___ DATA TO USE
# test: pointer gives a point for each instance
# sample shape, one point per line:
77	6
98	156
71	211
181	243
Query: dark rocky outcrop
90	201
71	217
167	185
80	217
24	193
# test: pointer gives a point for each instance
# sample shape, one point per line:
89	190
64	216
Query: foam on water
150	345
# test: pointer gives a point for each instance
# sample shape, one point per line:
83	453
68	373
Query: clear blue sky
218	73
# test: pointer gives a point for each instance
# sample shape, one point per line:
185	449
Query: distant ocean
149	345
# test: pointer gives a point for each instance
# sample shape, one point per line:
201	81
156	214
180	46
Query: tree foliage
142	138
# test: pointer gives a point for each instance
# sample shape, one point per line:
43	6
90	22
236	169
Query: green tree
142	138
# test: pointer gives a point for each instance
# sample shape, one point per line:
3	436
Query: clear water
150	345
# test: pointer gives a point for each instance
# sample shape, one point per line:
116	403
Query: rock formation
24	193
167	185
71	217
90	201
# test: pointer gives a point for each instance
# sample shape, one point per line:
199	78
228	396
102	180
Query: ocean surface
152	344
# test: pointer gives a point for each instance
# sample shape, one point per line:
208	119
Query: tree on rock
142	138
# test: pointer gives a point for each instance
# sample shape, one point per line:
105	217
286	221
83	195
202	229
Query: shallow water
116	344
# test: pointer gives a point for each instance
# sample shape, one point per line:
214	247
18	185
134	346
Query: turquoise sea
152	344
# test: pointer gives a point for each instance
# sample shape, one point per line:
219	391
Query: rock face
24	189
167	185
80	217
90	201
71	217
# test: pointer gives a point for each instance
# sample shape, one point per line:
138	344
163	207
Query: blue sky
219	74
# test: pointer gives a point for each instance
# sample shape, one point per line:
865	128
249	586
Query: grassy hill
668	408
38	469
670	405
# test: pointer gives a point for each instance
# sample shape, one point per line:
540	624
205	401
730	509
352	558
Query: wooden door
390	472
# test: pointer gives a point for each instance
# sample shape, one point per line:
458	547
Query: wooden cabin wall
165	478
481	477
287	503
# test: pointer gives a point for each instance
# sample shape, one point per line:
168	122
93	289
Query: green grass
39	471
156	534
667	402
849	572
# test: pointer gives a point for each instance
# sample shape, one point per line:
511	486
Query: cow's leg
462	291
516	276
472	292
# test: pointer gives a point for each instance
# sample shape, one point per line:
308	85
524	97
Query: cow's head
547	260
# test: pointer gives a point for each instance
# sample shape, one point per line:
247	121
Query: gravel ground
______
_YOUR OBJECTIVE_. Each line of the records above must be copied exactly.

_TASK SOLUTION_.
# test: pointer gives a point for each instance
# sample shape, one point per line:
77	6
98	156
71	211
181	243
Query: dark rocky outcrop
90	201
71	217
167	185
80	217
24	193
# test: pointer gives a point for each instance
# sample shape, one point per line:
89	190
64	216
Query: foam on water
150	345
# test: pointer gives a point for each instance
# sample shape, one point per line:
83	453
68	373
Query: clear blue sky
218	73
# test: pointer gives a point for each instance
# sample shape, one point per line:
185	449
Query: distant ocean
149	345
# test: pointer gives a point for each instance
# sample shape, one point per line:
201	81
156	214
180	46
Query: tree foliage
142	138
# test: pointer gives a point for each instance
# sample shape, one point per line:
43	6
90	22
236	169
Query: green tree
142	138
# test: pointer gives a point for each instance
# sample shape, one point per line:
3	436
Query: clear water
150	345
# test: pointer gives a point for each instance
# sample shape, one point per line:
116	403
Query: rock formation
24	193
167	185
71	217
90	201
# test: pointer gives a point for each instance
# sample shape, one point per line:
199	78
228	396
102	180
Query: ocean surface
152	344
# test: pointer gives a point for each instance
# sample shape, one point per line:
208	119
Query: tree on rock
142	138
# test: pointer gives a point for each instance
# sample shape, one point per line:
105	217
286	221
83	195
202	229
Query: shallow water
116	344
# test: pointer gives a point for each instance
# sample shape, one point per line:
214	247
18	185
134	346
Query: turquoise sea
152	344
# test: pointer gives a point for each instance
# sample shape, one point per line:
219	391
Query: rock face
24	189
167	185
80	217
90	201
71	217
# test: pointer gives a point for each instance
# sample shape, one point per line:
138	344
163	207
Query: blue sky
219	74
# test: pointer gives a point for each instance
# sample shape, one point per line:
865	128
249	586
Query: grassy hill
668	408
38	469
670	405
# test: pointer gives a point for each instance
# sample shape, one point per line:
540	624
205	401
730	509
352	558
Query: wooden door
390	472
# test: pointer gives a point for each instance
# sample shape, one point per line:
458	547
Query: wooden cabin wall
165	478
481	477
287	503
# test: pointer gives a point for each instance
# sample shape, one point per line:
168	122
93	289
Query: green grass
39	471
156	534
667	402
849	572
# test: pointer gives a point for each instance
# sample shape, one point per line:
511	486
Query: cow's leg
462	291
516	276
472	292
# test: pointer gives a point for each instance
# sample shape, one point per line:
308	85
524	97
Query: cow's head
547	260
# test: pointer gives a point for each instance
# sample shape, one point per line:
247	121
Query: gravel ground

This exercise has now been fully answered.